== Extract provided ==
BEGIN
Commissural neurons in the rat ventral cochlear nucleus.

作者信息

Doucet John R, Lenihan Nicole M, May Bradford J

机构信息

Center for Hearing and Balance, Department of Otolaryngology-Head and Neck Surgery, Johns Hopkins University School of Medicine, Traylor Research Building, Room 521, 720 Rutland Avenue, Baltimore, MD 21205, USA.

出版信息

J Assoc Res Otolaryngol. 2009 Jun;10(2):269-80. doi: 10.1007/s10162-008-0155-6. Epub 2009 Jan 27.
END
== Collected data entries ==
BEGIN
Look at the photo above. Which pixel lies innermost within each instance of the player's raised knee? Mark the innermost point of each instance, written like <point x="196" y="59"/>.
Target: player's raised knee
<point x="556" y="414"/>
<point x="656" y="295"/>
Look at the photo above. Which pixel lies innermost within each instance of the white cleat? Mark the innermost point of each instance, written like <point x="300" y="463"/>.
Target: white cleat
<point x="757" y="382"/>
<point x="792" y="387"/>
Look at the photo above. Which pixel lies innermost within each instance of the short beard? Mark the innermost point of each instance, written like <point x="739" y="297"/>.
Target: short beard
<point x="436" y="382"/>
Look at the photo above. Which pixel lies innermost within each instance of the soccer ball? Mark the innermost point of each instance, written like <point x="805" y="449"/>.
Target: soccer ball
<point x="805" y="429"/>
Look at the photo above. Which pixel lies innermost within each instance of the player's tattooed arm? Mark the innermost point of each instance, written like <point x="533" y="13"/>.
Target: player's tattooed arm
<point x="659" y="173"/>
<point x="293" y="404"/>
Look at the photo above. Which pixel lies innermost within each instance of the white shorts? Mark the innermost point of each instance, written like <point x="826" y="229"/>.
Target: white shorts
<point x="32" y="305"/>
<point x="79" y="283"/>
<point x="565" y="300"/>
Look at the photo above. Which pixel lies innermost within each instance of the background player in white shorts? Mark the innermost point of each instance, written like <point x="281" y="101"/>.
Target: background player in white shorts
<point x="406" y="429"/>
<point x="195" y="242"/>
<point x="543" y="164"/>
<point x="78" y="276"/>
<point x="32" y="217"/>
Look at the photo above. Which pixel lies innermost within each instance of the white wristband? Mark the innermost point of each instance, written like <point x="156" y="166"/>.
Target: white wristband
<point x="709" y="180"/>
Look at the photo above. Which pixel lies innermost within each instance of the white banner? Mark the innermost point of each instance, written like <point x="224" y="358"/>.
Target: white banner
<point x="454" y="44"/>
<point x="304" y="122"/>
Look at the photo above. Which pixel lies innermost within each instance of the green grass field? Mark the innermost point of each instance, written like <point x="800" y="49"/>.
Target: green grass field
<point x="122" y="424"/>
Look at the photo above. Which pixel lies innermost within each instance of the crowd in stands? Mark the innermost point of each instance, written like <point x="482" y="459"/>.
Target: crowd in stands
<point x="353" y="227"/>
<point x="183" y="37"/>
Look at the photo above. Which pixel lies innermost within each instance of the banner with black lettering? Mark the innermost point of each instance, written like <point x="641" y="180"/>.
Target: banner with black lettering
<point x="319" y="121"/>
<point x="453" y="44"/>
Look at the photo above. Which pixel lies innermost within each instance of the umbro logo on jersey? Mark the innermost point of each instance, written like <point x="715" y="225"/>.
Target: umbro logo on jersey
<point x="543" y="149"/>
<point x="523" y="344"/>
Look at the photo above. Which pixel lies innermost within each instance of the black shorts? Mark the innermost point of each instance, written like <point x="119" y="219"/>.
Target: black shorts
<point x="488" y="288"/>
END
== Work order ==
Retype the portion of the citation for the rat cochlear nucleus paper between "Commissural neurons in" and "MD 21205, USA.", inclusive.

== Response box ==
Commissural neurons in the rat ventral cochlear nucleus.

作者信息

Doucet John R, Lenihan Nicole M, May Bradford J

机构信息

Center for Hearing and Balance, Department of Otolaryngology-Head and Neck Surgery, Johns Hopkins University School of Medicine, Traylor Research Building, Room 521, 720 Rutland Avenue, Baltimore, MD 21205, USA.